*PROBLEM TO WORK ON*.
Update everything from the line containing "the green bud" down to the line containing "228,396 -> 243,414" by replacing "visual detection problem" with "visual localization problem", leaving all else unchanged, and give only those lines.

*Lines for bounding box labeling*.

·····

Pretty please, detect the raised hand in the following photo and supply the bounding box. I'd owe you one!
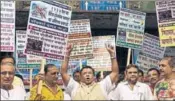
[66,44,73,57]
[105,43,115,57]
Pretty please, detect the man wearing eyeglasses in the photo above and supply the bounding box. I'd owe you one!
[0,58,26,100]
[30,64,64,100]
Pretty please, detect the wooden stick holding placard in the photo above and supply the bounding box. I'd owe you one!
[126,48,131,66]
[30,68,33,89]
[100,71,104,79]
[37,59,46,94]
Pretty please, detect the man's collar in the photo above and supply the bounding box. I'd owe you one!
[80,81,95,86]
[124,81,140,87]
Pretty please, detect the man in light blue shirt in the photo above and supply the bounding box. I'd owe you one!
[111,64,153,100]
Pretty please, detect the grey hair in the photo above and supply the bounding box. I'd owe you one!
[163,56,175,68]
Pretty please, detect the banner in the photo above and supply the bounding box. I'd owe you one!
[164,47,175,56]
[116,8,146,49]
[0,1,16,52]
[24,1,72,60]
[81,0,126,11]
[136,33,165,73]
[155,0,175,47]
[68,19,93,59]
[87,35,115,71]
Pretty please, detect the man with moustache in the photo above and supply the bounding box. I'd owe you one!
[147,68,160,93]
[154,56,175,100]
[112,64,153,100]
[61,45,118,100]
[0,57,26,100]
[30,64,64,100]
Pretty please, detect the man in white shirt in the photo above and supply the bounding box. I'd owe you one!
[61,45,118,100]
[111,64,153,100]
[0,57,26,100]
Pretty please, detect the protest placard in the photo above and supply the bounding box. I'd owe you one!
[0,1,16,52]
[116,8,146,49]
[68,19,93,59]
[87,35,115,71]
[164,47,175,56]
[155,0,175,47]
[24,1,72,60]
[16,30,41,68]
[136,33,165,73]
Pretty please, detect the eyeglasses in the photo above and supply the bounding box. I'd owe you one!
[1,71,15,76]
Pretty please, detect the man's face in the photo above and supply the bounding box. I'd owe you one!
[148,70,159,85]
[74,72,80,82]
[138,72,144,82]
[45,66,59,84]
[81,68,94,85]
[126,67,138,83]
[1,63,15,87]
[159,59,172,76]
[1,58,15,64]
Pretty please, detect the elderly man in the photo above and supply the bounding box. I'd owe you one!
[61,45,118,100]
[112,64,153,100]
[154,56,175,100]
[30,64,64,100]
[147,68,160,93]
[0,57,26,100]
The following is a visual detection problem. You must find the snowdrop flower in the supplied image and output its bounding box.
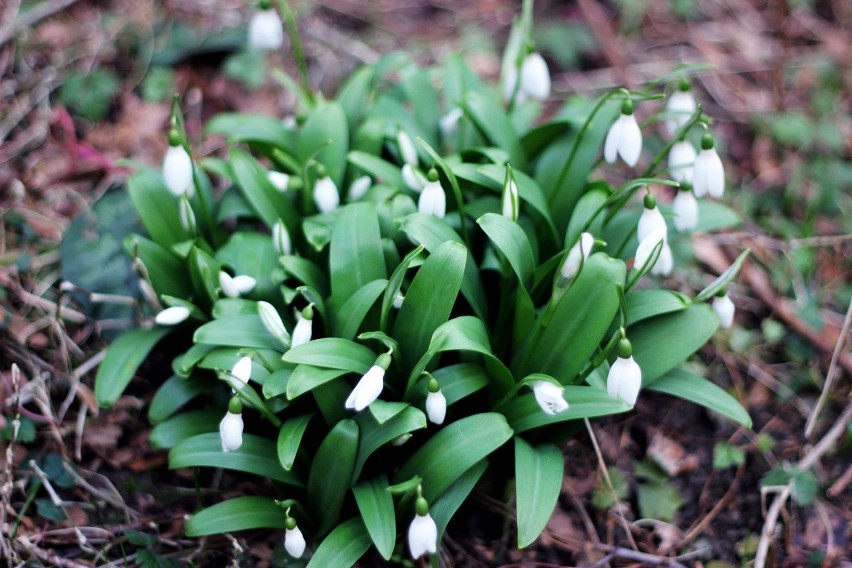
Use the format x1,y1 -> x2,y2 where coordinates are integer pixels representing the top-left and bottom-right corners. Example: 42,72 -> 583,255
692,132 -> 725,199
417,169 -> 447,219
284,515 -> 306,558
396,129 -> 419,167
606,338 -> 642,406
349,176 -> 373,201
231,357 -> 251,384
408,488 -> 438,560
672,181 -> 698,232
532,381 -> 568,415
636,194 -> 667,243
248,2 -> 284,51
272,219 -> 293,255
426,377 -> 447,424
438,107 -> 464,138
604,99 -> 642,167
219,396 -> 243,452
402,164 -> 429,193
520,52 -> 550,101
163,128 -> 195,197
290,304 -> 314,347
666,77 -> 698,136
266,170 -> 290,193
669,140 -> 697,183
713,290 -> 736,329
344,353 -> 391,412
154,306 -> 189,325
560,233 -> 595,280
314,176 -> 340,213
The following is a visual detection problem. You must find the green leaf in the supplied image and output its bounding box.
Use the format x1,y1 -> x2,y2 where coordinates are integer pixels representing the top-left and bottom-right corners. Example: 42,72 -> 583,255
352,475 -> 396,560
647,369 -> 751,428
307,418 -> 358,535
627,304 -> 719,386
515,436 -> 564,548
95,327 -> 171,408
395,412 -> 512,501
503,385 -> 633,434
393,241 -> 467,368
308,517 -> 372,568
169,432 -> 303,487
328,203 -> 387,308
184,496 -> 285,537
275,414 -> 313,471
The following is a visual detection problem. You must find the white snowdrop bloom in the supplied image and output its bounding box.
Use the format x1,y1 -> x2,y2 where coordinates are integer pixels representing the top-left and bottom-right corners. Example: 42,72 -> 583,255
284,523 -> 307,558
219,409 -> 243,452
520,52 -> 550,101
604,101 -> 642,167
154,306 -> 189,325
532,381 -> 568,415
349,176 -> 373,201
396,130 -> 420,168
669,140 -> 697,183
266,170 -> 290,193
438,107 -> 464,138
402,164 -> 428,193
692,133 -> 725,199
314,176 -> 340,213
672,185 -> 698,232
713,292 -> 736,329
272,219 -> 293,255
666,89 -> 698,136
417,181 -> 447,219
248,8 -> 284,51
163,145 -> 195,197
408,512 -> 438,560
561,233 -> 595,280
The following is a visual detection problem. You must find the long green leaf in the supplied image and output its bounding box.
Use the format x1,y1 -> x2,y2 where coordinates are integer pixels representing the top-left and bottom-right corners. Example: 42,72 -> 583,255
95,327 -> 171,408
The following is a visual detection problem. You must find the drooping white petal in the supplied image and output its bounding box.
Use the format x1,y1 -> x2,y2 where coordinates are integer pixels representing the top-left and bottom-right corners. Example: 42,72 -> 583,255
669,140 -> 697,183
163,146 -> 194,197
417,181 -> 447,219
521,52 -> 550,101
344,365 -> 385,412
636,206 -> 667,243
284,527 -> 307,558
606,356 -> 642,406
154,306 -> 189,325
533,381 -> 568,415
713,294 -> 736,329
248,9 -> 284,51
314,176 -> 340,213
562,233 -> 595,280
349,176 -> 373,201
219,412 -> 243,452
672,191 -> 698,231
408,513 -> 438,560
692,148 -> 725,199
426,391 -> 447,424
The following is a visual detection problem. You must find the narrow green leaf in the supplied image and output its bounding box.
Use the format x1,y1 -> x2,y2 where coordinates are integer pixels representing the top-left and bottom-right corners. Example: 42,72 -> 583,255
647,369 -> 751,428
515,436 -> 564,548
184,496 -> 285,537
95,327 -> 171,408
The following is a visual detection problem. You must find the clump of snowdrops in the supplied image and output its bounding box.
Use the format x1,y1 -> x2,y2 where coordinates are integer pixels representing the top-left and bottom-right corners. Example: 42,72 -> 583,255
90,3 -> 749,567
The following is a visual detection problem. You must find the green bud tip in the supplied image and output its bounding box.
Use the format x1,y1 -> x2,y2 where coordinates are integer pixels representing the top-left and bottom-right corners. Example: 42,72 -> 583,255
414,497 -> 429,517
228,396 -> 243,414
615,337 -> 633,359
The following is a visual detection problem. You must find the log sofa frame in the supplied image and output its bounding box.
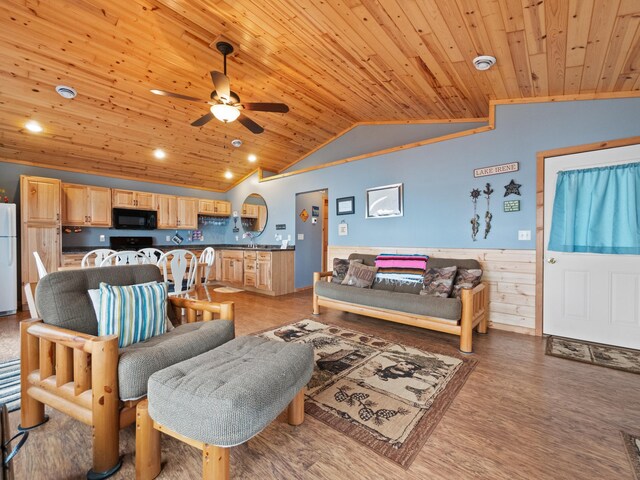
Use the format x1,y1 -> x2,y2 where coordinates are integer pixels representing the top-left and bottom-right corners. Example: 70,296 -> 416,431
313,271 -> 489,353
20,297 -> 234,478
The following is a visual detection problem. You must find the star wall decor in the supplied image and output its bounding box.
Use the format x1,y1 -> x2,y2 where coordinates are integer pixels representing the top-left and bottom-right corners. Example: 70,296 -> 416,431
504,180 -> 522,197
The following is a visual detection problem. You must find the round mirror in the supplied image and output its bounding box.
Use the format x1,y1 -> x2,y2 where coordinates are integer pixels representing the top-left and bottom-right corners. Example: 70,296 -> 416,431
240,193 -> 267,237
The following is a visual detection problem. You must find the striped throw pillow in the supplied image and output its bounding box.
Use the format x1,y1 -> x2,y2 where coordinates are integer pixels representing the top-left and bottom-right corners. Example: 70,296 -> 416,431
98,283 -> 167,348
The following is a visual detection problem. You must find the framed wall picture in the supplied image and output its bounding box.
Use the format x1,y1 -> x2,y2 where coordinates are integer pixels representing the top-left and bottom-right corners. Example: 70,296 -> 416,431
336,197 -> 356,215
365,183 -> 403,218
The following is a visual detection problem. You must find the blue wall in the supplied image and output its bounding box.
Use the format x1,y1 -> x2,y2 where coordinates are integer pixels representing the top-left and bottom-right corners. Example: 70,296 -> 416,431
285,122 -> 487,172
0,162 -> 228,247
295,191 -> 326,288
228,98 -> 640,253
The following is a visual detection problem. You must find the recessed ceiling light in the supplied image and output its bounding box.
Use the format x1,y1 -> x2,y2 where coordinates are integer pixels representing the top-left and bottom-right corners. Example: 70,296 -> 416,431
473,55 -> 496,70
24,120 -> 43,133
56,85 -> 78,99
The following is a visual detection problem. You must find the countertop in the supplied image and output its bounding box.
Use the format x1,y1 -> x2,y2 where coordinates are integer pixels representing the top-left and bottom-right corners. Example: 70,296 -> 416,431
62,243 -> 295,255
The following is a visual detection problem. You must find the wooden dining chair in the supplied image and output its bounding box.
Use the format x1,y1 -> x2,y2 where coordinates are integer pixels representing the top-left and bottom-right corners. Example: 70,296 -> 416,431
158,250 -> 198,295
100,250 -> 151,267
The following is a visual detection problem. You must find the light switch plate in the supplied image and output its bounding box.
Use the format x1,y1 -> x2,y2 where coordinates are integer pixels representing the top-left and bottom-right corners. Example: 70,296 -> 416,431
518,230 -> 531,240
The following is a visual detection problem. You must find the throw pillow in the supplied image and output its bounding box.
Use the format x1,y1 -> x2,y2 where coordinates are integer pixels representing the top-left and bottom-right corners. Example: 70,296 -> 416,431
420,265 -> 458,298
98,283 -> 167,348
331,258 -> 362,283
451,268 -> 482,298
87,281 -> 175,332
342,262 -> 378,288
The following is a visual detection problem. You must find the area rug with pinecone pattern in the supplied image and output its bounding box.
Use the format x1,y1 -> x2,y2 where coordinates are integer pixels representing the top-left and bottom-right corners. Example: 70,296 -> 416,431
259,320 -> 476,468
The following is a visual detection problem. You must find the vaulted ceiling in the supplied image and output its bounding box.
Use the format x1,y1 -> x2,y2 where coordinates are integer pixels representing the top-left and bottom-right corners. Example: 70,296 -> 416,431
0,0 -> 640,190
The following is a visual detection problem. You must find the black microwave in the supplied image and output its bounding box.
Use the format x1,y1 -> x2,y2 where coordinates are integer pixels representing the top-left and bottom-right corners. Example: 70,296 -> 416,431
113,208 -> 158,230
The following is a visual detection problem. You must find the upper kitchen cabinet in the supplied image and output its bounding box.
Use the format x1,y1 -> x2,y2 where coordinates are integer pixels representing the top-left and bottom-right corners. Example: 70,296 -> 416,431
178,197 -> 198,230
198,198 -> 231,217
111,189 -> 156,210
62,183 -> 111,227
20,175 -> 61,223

·····

*EXERCISE OUTPUT*.
The following is a visual localization problem. You must find the green bud tip in the supplied image and output its bounding box.
Use the format x1,y1 -> x2,y2 where coordinates are integer pixels representing the top-left and bottom-right corners. Example: 42,72 -> 583,255
414,497 -> 429,517
228,396 -> 243,414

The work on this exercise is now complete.